**Task:**
Copy the following material verbatim, leaving out the picture.

**Information shown:**
__________________________________________________
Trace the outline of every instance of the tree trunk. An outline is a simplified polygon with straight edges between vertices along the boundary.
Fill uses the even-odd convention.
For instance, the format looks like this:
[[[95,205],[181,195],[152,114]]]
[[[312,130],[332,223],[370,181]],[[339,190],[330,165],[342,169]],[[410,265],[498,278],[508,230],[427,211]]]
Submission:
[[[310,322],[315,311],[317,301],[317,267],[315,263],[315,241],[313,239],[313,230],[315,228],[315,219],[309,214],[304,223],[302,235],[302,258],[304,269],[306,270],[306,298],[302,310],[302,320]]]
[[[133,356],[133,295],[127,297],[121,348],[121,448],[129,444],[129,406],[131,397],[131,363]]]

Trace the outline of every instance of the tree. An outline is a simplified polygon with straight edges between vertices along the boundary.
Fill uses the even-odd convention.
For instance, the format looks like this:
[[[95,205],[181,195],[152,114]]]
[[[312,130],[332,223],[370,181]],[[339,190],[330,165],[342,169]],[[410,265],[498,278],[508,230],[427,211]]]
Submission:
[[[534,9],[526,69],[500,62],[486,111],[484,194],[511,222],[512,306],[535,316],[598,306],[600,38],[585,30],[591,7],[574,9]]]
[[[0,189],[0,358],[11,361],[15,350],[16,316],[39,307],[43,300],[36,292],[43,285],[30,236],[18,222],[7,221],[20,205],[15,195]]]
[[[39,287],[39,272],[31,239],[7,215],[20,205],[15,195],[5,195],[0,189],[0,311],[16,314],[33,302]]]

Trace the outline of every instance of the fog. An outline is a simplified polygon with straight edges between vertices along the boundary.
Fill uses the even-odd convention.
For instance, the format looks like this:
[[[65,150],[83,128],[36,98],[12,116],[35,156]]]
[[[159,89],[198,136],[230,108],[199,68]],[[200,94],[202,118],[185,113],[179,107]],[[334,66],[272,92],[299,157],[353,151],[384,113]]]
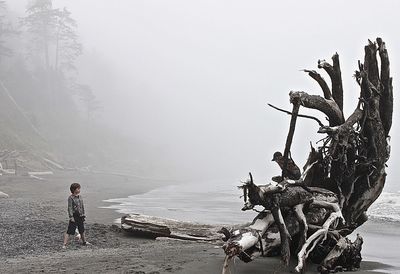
__________________________________________________
**Solution to this task:**
Trace the outline of every instance of the tree trunk. An outline is a simplified polygon with straight edges between vertices along the boundary.
Fill uses the even-odd convention.
For instance, the format looks like this:
[[[95,205],[181,195],[152,114]]]
[[[312,130],[332,223],[370,181]],[[339,190],[330,165],[342,169]],[[410,265],[498,278],[508,230],[427,211]]]
Submission:
[[[310,322],[315,311],[317,301],[317,267],[315,263],[315,241],[313,239],[313,230],[315,228],[315,219],[309,214],[304,223],[302,235],[302,258],[304,269],[306,270],[306,298],[302,310],[302,320]]]
[[[133,356],[133,295],[127,297],[121,348],[121,448],[129,444],[129,406],[131,397],[131,363]]]

Trace the outline of every instance of the tree. An outline is a simplified polygon with straight edges between vertices along the boundary.
Fill uses the even-odd convention.
For instance, the format looks like this:
[[[95,205],[181,195],[152,114]]]
[[[312,130],[332,223],[370,181]],[[339,190],[330,165],[342,169]],[[410,265],[498,278],[508,230],[427,211]]]
Submission:
[[[534,9],[526,69],[500,62],[486,111],[484,194],[511,222],[512,306],[535,316],[598,306],[600,38],[585,30],[591,7],[574,9]]]
[[[0,189],[0,358],[11,361],[15,350],[16,316],[39,307],[43,300],[36,292],[43,285],[30,236],[18,222],[7,221],[20,205],[15,195]]]
[[[39,287],[39,272],[31,239],[7,215],[20,205],[15,195],[5,195],[0,189],[0,311],[16,314],[33,302]]]

Trace the outline of every instance of the fog. An outline is a simplified polygon with straight edges between vertices along the boundary.
Fill uses the even-odd convention.
For instance, the format looks like this:
[[[65,150],[83,128],[36,98],[12,116],[35,156]]]
[[[159,89],[198,136],[230,108],[199,68]],[[200,94],[202,118],[185,113],[179,107]],[[334,66],[272,92],[299,157],[353,151],[384,113]]]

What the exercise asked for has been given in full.